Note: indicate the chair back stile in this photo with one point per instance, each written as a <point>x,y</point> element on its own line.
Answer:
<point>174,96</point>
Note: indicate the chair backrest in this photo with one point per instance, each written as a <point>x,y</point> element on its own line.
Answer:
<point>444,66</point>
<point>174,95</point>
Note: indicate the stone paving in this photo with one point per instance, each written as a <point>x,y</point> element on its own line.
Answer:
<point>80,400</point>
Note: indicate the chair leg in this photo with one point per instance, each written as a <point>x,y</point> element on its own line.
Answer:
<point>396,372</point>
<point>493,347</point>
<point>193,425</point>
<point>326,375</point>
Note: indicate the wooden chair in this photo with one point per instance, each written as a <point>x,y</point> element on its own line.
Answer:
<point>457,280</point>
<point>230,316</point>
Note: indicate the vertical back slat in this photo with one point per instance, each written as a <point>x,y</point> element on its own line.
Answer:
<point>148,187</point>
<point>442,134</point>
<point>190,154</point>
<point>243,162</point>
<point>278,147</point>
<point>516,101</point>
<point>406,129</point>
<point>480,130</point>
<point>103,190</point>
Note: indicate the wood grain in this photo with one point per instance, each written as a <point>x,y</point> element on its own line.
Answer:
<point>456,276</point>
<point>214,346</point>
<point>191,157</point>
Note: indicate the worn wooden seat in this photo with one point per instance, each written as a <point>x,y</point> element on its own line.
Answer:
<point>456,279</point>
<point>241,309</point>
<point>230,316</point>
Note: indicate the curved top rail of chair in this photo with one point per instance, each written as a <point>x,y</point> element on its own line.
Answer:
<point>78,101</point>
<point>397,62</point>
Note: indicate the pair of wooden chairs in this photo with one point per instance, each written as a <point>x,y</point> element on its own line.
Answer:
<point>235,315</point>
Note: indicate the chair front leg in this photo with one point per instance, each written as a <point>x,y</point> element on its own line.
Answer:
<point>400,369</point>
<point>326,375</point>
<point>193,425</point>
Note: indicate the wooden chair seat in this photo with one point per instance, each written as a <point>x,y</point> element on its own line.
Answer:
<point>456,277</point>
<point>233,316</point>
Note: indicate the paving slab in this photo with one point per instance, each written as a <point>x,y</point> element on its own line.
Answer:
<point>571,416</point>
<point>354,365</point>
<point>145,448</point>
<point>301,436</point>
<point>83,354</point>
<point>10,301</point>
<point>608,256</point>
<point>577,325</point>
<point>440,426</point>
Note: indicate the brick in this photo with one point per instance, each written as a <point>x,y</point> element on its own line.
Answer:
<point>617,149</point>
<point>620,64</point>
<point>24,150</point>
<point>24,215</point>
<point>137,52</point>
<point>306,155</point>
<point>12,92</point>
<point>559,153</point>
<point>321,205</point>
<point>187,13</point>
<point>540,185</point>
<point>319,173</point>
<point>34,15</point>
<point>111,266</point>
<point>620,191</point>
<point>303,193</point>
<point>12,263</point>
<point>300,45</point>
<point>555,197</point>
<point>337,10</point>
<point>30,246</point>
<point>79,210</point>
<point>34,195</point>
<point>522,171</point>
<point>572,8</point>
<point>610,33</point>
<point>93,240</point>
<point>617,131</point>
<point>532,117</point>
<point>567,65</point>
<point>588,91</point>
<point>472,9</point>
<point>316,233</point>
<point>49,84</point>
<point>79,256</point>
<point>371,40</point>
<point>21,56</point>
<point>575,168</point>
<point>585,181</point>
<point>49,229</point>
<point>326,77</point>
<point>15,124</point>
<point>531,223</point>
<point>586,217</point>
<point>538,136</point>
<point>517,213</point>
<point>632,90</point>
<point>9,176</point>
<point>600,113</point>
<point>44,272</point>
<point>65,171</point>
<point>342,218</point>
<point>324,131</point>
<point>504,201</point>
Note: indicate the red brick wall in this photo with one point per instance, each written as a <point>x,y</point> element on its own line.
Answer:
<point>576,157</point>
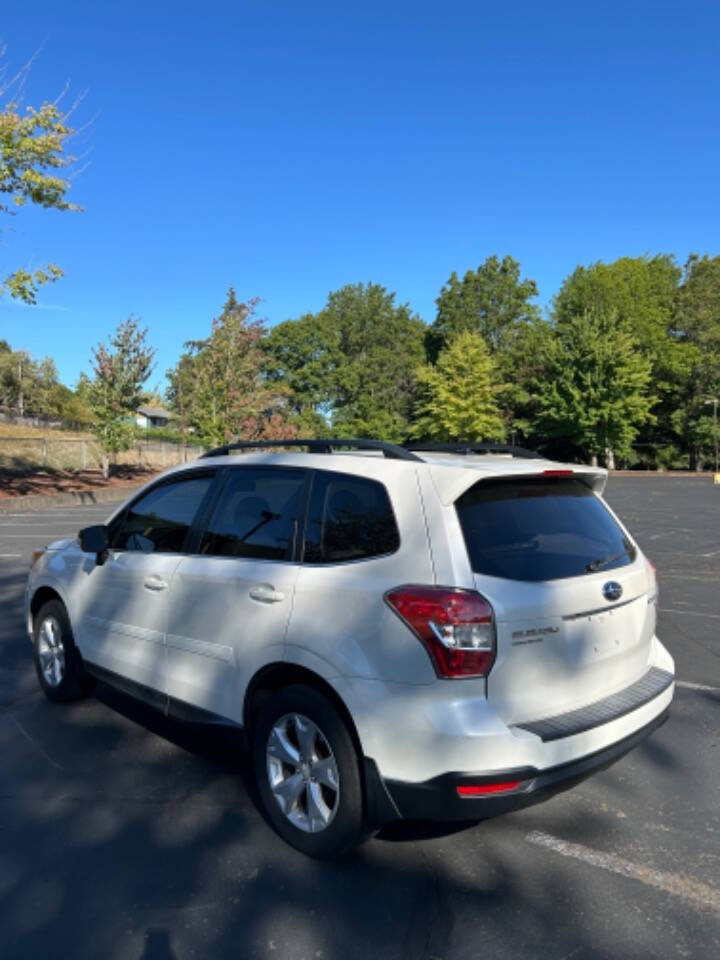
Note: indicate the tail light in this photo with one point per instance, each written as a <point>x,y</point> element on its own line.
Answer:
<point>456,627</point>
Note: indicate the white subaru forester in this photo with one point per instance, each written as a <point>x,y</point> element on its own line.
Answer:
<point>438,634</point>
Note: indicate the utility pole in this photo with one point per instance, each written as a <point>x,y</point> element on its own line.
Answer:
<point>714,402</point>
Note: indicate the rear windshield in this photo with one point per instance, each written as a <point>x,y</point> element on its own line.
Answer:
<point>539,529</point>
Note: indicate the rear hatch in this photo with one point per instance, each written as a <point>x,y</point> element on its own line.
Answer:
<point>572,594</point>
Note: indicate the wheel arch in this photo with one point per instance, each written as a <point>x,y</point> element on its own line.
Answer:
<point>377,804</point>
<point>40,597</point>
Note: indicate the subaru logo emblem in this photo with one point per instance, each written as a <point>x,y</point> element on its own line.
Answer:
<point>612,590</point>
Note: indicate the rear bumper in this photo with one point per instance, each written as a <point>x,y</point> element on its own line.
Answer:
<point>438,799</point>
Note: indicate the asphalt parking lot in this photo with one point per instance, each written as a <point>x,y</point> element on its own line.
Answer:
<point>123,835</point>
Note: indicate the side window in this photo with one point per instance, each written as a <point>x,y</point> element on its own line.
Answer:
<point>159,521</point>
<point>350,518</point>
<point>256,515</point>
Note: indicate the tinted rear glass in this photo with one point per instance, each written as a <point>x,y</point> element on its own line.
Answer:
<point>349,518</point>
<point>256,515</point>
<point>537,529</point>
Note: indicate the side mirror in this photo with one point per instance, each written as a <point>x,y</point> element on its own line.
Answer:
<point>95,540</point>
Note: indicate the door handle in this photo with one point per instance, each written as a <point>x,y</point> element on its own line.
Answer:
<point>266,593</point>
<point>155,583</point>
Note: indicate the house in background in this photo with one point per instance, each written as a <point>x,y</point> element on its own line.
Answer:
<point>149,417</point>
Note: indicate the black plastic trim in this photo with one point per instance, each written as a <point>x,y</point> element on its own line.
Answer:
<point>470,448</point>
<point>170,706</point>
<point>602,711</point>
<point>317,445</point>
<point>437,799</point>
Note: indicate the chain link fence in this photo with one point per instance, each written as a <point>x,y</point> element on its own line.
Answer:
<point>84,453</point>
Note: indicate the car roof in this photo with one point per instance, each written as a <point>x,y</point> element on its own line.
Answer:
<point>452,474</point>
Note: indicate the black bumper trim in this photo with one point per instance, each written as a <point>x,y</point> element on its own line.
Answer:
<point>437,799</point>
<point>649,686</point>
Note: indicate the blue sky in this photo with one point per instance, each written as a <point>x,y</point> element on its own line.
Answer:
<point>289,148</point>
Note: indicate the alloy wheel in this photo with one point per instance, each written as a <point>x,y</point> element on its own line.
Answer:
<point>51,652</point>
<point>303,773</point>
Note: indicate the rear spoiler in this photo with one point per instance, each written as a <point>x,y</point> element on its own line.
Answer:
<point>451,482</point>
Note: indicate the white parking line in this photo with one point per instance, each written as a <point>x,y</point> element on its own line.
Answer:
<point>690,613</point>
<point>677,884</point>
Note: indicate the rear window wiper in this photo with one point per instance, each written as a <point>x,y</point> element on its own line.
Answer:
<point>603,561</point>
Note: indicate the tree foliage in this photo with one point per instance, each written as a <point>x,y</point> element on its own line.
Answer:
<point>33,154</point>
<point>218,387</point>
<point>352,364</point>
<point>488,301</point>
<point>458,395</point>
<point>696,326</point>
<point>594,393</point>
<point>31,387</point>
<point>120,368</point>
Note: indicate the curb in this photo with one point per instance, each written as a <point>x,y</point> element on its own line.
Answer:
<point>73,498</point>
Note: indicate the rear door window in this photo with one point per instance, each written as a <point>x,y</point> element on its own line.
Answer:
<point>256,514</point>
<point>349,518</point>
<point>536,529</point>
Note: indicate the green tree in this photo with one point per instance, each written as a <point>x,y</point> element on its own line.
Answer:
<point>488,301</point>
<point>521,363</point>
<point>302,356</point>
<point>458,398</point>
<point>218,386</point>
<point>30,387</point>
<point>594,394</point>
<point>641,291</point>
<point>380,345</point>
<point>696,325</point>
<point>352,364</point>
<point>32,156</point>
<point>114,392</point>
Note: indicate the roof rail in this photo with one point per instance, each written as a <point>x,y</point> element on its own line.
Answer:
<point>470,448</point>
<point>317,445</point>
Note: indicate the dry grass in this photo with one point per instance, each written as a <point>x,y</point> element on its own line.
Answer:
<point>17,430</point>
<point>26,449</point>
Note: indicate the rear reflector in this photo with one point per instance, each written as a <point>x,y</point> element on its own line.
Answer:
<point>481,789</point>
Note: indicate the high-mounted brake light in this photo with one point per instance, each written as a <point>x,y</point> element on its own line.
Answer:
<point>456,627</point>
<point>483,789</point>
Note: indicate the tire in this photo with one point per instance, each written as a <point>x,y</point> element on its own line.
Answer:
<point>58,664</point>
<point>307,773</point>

•••••

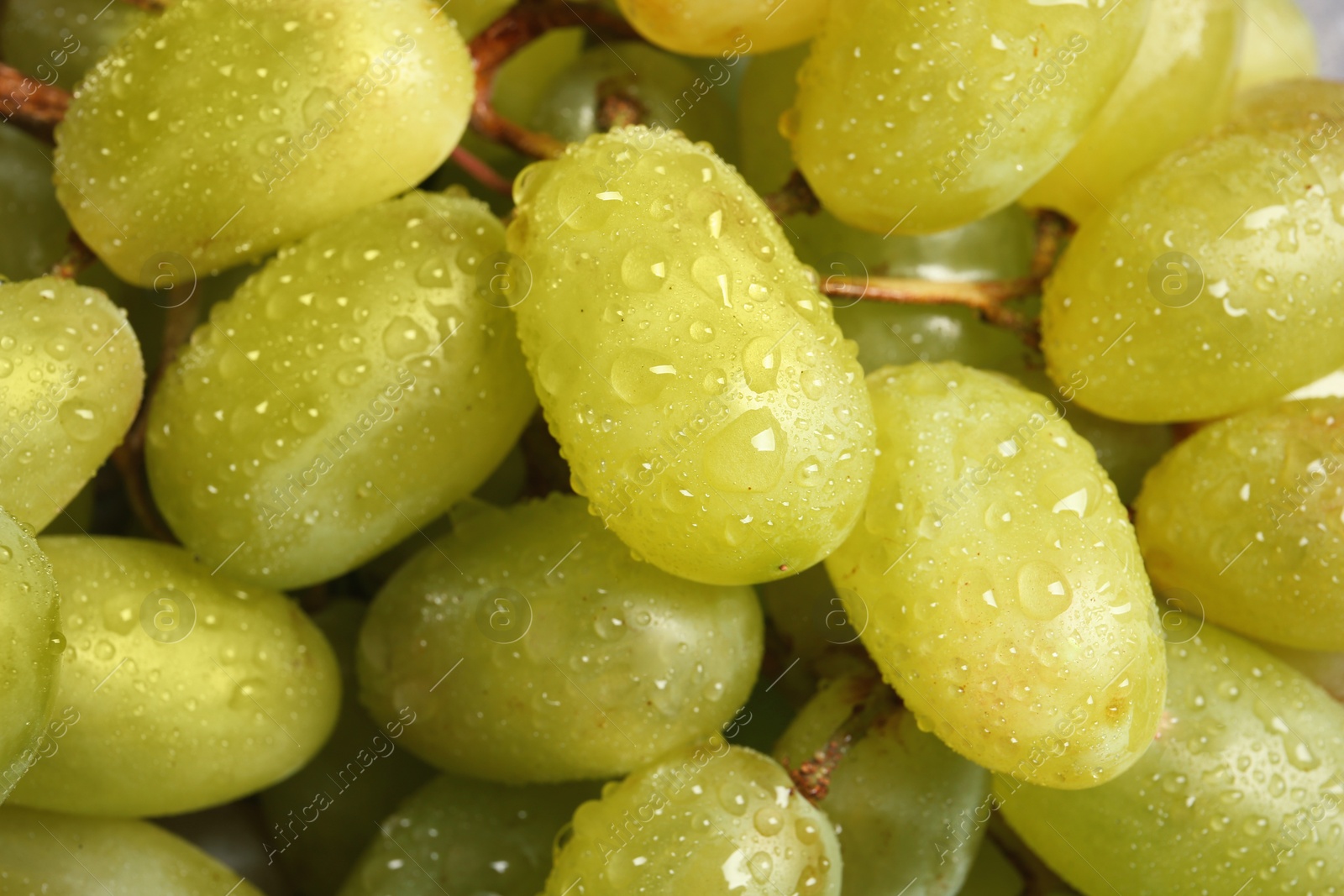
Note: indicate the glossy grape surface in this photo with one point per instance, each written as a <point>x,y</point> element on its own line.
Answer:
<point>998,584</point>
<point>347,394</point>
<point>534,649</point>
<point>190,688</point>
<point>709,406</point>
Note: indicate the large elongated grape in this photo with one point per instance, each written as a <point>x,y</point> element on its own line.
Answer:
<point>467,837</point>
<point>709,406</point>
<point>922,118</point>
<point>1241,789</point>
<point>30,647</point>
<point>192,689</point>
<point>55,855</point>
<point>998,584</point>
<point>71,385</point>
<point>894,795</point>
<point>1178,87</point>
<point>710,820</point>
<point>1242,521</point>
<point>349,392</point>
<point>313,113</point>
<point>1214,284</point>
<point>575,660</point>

•••••

◆ **Exercise**:
The lines to return are those in the entries above that include "bumper".

◆ **Answer below**:
Note: indicate the rear bumper in this photo with one point per instance, each written as a <point>x,y</point> element on its own line.
Note: indicate the black bumper trim in this photo with one point per instance, each written as a <point>x,y</point> element on its own line.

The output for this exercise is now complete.